Extracted information:
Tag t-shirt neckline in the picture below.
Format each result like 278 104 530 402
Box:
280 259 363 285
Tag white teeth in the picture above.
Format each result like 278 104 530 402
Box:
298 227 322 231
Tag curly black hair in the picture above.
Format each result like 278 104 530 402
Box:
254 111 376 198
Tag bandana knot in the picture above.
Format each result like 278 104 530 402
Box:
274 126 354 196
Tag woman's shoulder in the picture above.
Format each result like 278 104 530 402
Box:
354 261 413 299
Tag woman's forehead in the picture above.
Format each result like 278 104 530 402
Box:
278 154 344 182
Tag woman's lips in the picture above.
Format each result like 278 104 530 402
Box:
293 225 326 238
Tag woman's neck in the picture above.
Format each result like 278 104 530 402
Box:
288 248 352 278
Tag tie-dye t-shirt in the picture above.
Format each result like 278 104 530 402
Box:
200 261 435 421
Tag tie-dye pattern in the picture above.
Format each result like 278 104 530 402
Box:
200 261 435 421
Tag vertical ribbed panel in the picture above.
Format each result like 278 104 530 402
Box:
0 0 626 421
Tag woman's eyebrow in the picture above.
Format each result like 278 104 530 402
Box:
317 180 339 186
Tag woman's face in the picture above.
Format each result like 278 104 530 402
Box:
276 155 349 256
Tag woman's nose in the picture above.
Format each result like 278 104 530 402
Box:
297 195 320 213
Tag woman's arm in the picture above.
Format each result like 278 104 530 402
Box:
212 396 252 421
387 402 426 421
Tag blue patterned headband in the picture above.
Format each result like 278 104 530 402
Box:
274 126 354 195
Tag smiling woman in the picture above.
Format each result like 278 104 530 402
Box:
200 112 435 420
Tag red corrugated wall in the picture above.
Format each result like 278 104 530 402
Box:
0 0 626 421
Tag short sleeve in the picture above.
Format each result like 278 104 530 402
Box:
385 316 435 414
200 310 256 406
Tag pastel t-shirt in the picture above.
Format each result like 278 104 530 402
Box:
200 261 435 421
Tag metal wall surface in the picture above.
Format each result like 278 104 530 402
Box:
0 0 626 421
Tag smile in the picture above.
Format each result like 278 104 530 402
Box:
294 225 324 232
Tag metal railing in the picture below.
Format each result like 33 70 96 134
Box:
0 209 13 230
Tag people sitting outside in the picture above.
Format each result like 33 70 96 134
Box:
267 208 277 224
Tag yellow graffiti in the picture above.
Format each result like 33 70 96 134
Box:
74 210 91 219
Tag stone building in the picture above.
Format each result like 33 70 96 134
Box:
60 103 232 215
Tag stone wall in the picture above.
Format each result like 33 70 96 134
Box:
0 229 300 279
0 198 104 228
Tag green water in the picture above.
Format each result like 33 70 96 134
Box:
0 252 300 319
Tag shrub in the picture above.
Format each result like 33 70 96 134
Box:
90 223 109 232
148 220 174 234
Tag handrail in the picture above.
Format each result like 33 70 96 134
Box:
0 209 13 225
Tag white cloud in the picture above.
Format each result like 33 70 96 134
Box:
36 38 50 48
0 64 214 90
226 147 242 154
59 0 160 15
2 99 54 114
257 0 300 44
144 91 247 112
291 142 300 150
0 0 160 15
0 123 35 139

Written exercise: Copy each record from above exactly, and include every line.

Exercise answer:
Tag t-shirt neckline in the picture below.
Format each result like 278 104 530 402
Box:
280 259 363 285
Tag white teeth in the picture above.
Format each result like 278 104 530 402
Box:
298 227 322 231
Tag curly black hair in the picture above.
Format each result like 278 104 530 402
Box:
254 111 376 198
Tag bandana knot in the picture above.
Format each result like 278 104 530 402
Box:
274 126 354 196
Tag woman's shoulder in the picture above.
Format each result like 278 104 530 402
Box:
354 261 413 299
Tag woman's forehead in the picture above.
Format each result like 278 104 530 402
Box:
278 154 344 182
Tag woman's lips in the picture above.
Format each result like 278 104 530 402
Box:
293 225 326 238
Tag woman's neck in the picture above.
Format each result like 278 104 530 402
Box:
288 248 352 278
Tag tie-dye t-shirt in the picture above.
Format each result like 278 104 530 402
Box:
200 261 435 421
Tag tie-dye pattern in the picture above.
Format each result like 278 104 530 402
Box:
200 261 435 421
Tag vertical ribbed panel in the picture above.
Format each result like 278 104 530 402
Box:
0 0 626 421
Tag woman's eyebrow in the picture above.
Format each result like 278 104 530 402
Box:
317 180 339 186
Tag woman's face in the picture above.
Format each result like 278 104 530 402
Box:
276 155 349 256
Tag woman's nose in the picture above.
Format each result like 278 104 530 402
Box:
297 195 320 213
Tag woman's arm in the picture above.
Format each result like 278 104 530 402
Box:
212 396 252 421
387 402 426 421
Tag blue patterned headband in the picture above.
Format each result like 278 104 530 402
Box:
274 126 354 195
Tag smiling woman in the picture above.
Format each result like 278 104 530 402
Box:
200 112 435 420
Tag red corrugated wall in the picture above.
Format each result like 278 104 530 402
Box:
0 0 626 421
Tag short sleeve in the picture above.
Format each result like 278 104 530 402
Box:
385 316 435 414
200 310 256 406
Tag pastel t-shirt in the picture above.
Format each result like 278 104 530 402
Box:
200 261 435 421
Tag metal wall surface in the picture above.
Format each result like 278 104 530 402
Box:
0 0 626 421
Tag smile in the picture above.
Format each result like 278 104 530 402
Box:
294 225 324 232
Tag metal railing in the picture below.
Format each result like 33 70 96 134
Box:
0 209 13 230
Tag people sitting outside in the picture above.
Format each result like 33 70 96 134
Box:
267 208 277 224
Tag yellow graffiti in the picture above.
Format each result like 33 70 96 134
Box:
74 210 91 219
Tag stone building in the picture above.
Format each result like 33 70 96 134
Box:
60 103 232 215
Tag stone wall in the picture above.
Format each result like 33 70 96 134
Box:
0 229 300 279
0 198 104 228
Tag green water in the picture above.
Format each result like 33 70 96 134
Box:
0 252 300 319
Tag shrub in the picture above.
Format each result like 33 70 96 134
Box:
90 223 109 232
148 220 174 234
Tag handrail in the picture above.
Format each result like 33 70 96 134
Box:
0 209 13 225
Tag white cloud in the picture above.
Format each result like 33 70 96 134
Box:
36 38 50 48
0 64 214 90
226 147 242 154
59 0 160 15
2 99 54 114
257 0 300 44
144 91 247 112
291 142 300 150
0 0 160 15
0 123 35 139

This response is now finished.